Let me give just a few examples of this kind of self-projection. On the left wing of ideology, a political, economic, or indeed Marxist interpretation of the historical Jesus has proved popular in secular academia12. But such an interpretation has no claim to be a serious historical reconstruction. It turns a first-century eschatological prophet of Israel into a modern social reformer or revolutionary, addressing a society that never existed before the modern period. Such a projection of modern ideology onto an ancient figure involves not just a hopeless anachronism (despite claims of embedding Jesus in the socio-economic and political context of Roman Palestine). More seriously, this secular mindset also drains the historical Jesus of the beating heart of his whole mission: the basic faith of Israel in the God of the covenant, the God who chose Israel as his special people, the God who was now calling this people to repentance in the last days, as the final prophet sent to Israel began to regather all twelve tribes for both salvation and judgment. In the end, then, a secular re-imagining of Jesus is deeply un-Jewish, no to say anti-Jewish. It erases the God-centered message of Jesus the Jew - that the kingdom of God has drawn near to his people Israel - and replaces it with a human-centered message of political or economic reform. It is a prime example of what is wrong with so many reconstructions of the historical Jesus: Jesus becomes a beautiful but empty crystal glass into which we pour the vintage Chianti of our favorite ideological program.


However, this same problem of self-projection can be found on the right wing of ideology as well, when the historical Jesus is reduced simply to a use- ful tool of Christian apologetics. Now, to be sure, there is nothing wrong with Christian apologetics. An intellectually robust Christian apologetics is much needed today in the arena of popular culture as well as of academic debate. But Christian apologetics is not the same thing as the quest for the historical Jesus. When the two are confused, the result is an academic muddle that is neither fish nor fowl.

#### RECORDED INFORMATION:

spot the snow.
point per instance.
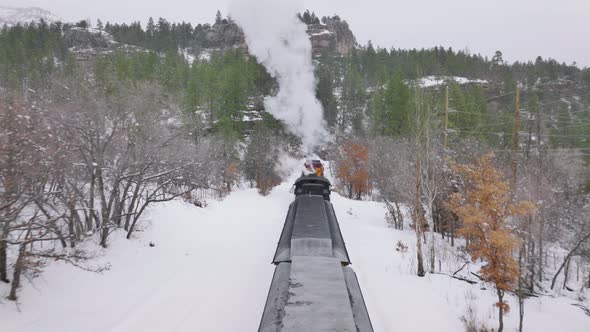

#### STATED PROBLEM A:
Reproduce from the passage on the historical Jesus the portion starting at "However, this same" and ending at "fish nor fowl.".
#### STATED PROBLEM B:
Answer these questions from the passage on the historical Jesus:
(i) Into what kind of modern figure does the left-wing interpretation turn Jesus?
(ii) In the crystal-glass image, what is poured into the glass?
(iii) On the right wing of ideology, Jesus is reduced to a tool of what?
#### STATED PROBLEM C:
List each description of God that the passage on the historical Jesus gives in its statement of the basic faith of Israel.

#### OUTPUT A:
However, this same problem of self-projection can be found on the right wing of ideology as well, when the historical Jesus is reduced simply to a use- ful tool of Christian apologetics. Now, to be sure, there is nothing wrong with Christian apologetics. An intellectually robust Christian apologetics is much needed today in the arena of popular culture as well as of academic debate. But Christian apologetics is not the same thing as the quest for the historical Jesus. When the two are confused, the result is an academic muddle that is neither fish nor fowl.

#### OUTPUT B:
(i) A modern social reformer or revolutionary.
(ii) The vintage Chianti of our favorite ideological program.
(iii) Christian apologetics.

#### OUTPUT C:
- the God of the covenant
- the God who chose Israel as his special people
- the God who was now calling this people to repentance in the last days